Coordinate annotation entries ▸
☆ ☆ ☆ ☆ ☆
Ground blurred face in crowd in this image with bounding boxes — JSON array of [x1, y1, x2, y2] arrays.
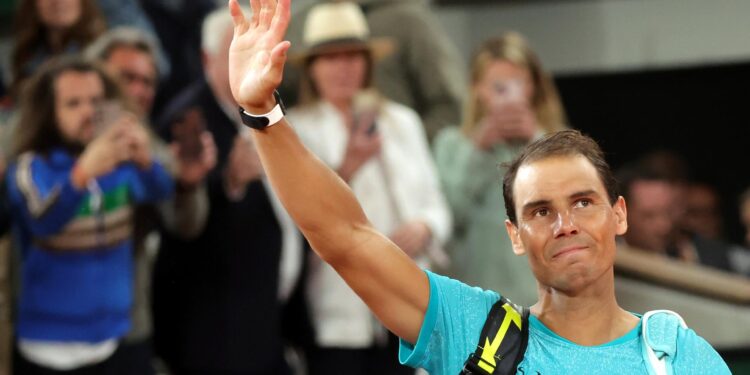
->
[[54, 71, 104, 145], [34, 0, 81, 29], [625, 180, 677, 253], [682, 184, 722, 238], [474, 60, 534, 112], [203, 27, 234, 108], [505, 155, 627, 293], [106, 47, 157, 117], [310, 51, 367, 104]]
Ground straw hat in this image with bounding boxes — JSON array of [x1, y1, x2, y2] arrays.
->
[[291, 2, 394, 63]]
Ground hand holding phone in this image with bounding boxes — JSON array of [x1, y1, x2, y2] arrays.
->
[[172, 108, 206, 161]]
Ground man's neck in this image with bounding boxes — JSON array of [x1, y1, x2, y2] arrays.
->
[[531, 270, 639, 346]]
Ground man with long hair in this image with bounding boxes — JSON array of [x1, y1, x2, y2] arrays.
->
[[7, 57, 173, 374]]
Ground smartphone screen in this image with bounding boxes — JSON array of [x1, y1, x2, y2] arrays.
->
[[172, 108, 206, 160]]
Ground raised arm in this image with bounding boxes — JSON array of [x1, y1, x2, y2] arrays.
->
[[229, 0, 430, 343]]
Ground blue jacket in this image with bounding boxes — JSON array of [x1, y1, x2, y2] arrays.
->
[[6, 149, 173, 342]]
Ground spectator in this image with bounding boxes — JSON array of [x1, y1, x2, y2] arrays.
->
[[281, 0, 465, 139], [148, 8, 302, 374], [7, 57, 173, 374], [7, 0, 106, 96], [434, 32, 565, 305], [139, 0, 216, 119], [618, 159, 734, 272], [86, 27, 216, 375], [681, 182, 724, 240], [97, 0, 171, 78], [288, 2, 451, 375]]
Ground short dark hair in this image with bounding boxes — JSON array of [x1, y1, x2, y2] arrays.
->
[[503, 130, 618, 224]]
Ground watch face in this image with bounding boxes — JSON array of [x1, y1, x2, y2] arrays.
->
[[240, 108, 270, 129], [239, 90, 286, 129]]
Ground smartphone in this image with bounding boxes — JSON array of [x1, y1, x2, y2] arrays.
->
[[354, 90, 382, 136], [92, 100, 125, 137], [172, 108, 206, 160]]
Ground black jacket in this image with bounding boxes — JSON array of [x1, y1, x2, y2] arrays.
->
[[153, 81, 290, 374]]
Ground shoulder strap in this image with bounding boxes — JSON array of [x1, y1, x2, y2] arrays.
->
[[641, 310, 687, 375], [460, 297, 529, 375]]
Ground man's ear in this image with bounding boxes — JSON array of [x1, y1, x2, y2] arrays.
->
[[612, 196, 628, 236], [505, 220, 526, 255]]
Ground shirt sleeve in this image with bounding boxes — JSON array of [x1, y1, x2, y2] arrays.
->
[[672, 328, 732, 375], [399, 271, 500, 374], [7, 154, 86, 237]]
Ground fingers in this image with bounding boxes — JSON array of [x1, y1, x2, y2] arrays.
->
[[250, 0, 261, 27], [229, 0, 248, 35], [268, 40, 292, 85], [270, 0, 291, 35], [258, 0, 276, 30]]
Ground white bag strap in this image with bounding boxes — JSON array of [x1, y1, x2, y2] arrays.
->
[[641, 310, 687, 375]]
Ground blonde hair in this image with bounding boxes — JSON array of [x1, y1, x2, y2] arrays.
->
[[461, 32, 567, 135]]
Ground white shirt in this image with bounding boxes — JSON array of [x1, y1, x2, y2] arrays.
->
[[287, 101, 452, 348]]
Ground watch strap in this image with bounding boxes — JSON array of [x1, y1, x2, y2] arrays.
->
[[239, 91, 286, 129]]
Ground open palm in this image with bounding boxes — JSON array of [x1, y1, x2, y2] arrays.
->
[[229, 0, 290, 114]]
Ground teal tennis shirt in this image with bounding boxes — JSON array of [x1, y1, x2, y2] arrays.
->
[[399, 271, 731, 375]]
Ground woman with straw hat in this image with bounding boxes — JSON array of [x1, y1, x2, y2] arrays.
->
[[288, 3, 451, 375]]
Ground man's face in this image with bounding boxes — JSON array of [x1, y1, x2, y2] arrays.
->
[[106, 47, 157, 117], [506, 155, 627, 294], [625, 180, 677, 253], [54, 71, 104, 145]]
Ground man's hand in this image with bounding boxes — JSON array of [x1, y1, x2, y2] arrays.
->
[[74, 121, 132, 188], [229, 0, 290, 114], [122, 114, 153, 169], [224, 135, 263, 197], [170, 130, 216, 189]]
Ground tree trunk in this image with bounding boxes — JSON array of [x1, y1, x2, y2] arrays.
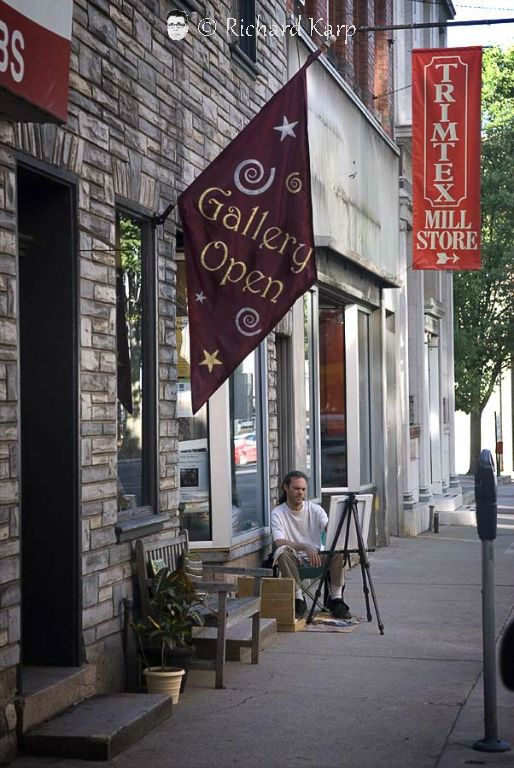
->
[[468, 411, 482, 475]]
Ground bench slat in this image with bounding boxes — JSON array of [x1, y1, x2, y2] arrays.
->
[[135, 533, 260, 688]]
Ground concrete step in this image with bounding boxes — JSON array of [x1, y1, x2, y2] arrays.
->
[[193, 619, 277, 662], [22, 693, 173, 760], [16, 665, 95, 734]]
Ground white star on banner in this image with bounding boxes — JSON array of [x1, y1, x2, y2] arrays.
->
[[273, 115, 298, 141]]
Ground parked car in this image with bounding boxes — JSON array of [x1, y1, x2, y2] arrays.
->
[[234, 432, 257, 464]]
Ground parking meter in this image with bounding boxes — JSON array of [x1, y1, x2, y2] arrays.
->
[[473, 448, 510, 752], [475, 448, 497, 541]]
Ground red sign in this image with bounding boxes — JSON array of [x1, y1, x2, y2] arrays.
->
[[0, 0, 73, 121], [412, 48, 482, 269], [178, 51, 320, 412]]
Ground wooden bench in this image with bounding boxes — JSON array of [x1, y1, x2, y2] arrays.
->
[[135, 532, 269, 688]]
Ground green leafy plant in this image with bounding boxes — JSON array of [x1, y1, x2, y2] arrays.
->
[[133, 568, 204, 669]]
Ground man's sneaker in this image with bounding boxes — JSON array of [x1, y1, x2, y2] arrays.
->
[[327, 597, 352, 619]]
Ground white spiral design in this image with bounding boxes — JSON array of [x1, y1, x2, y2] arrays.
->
[[286, 171, 303, 195], [236, 307, 262, 336], [234, 160, 275, 195]]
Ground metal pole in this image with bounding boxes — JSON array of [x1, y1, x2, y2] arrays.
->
[[473, 539, 510, 752]]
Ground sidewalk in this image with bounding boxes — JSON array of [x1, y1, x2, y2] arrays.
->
[[13, 484, 514, 768]]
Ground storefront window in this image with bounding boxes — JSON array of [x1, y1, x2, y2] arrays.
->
[[229, 352, 264, 536], [319, 304, 348, 488], [116, 214, 146, 510], [177, 253, 212, 541], [303, 291, 319, 488], [358, 312, 371, 485]]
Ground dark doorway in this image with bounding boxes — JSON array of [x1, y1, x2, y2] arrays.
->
[[17, 165, 80, 666]]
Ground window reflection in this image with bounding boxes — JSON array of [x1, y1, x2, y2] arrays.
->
[[116, 214, 145, 509], [176, 254, 212, 541], [303, 291, 317, 484], [319, 306, 348, 488], [229, 353, 264, 536]]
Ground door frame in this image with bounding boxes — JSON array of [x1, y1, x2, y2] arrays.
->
[[14, 152, 81, 672]]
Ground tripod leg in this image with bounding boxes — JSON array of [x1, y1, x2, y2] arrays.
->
[[307, 501, 350, 624], [352, 501, 384, 635], [359, 550, 373, 621]]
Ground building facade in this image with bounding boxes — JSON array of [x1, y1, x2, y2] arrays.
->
[[0, 0, 454, 757], [393, 2, 462, 535], [0, 0, 287, 757]]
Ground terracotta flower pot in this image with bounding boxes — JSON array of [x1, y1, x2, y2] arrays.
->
[[143, 667, 184, 704]]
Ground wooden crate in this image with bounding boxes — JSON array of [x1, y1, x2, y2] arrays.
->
[[237, 576, 305, 632]]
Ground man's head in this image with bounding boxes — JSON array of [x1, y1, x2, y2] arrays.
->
[[280, 469, 308, 509], [166, 10, 188, 40]]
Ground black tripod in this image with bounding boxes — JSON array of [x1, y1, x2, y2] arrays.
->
[[307, 491, 384, 635]]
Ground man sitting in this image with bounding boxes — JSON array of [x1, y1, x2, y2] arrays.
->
[[271, 470, 352, 619]]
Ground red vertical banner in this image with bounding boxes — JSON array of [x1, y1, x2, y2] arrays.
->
[[412, 47, 482, 269]]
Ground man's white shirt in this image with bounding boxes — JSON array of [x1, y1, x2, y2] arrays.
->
[[271, 501, 328, 562]]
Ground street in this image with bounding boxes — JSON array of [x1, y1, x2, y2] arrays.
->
[[13, 485, 514, 768]]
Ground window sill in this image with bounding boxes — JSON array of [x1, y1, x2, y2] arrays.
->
[[114, 507, 169, 544], [230, 43, 261, 80]]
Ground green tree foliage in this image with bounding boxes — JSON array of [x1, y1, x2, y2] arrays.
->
[[454, 48, 514, 469]]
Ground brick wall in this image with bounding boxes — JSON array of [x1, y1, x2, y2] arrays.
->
[[374, 0, 394, 136]]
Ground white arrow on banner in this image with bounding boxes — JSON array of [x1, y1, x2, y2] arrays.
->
[[437, 253, 459, 264]]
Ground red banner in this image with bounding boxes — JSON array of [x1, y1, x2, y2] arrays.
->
[[412, 47, 482, 269], [0, 0, 73, 122], [178, 51, 320, 413]]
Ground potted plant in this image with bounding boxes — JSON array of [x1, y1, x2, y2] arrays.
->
[[134, 567, 204, 704]]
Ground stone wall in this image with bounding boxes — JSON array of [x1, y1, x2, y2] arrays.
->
[[0, 122, 20, 758], [0, 0, 286, 738]]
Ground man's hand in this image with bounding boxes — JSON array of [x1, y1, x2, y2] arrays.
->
[[304, 547, 321, 567]]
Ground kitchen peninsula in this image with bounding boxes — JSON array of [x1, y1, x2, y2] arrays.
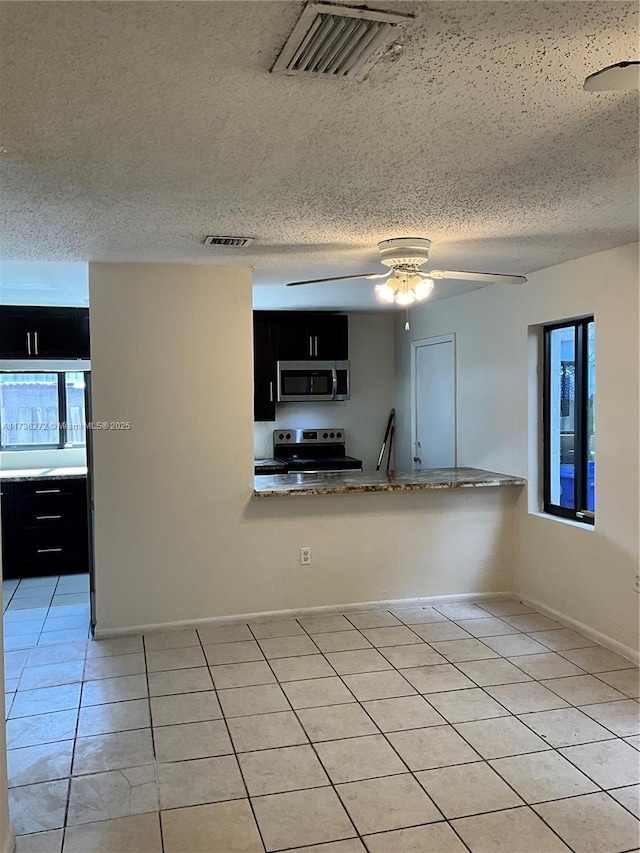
☆ ☆ ☆ ☆ ☆
Pick out each line above that contains the string "shirt" and copy those lines in full.

FINISHED EXERCISE ▸
Ground shirt sleeve in this image with bounding boxes — JSON array of [x1, y1, x2, y2] arrays.
Ground white shirt in this image with bounding boxes — JSON array of [x1, y1, x2, y2] arrays.
Ground teal tennis shirt in this image with bounding boxes — JSON array of [x1, y1, x2, y2] arrays.
Ground man's white shirt in this image with bounding boxes — JSON array of [x1, y1, x2, y2] arrays.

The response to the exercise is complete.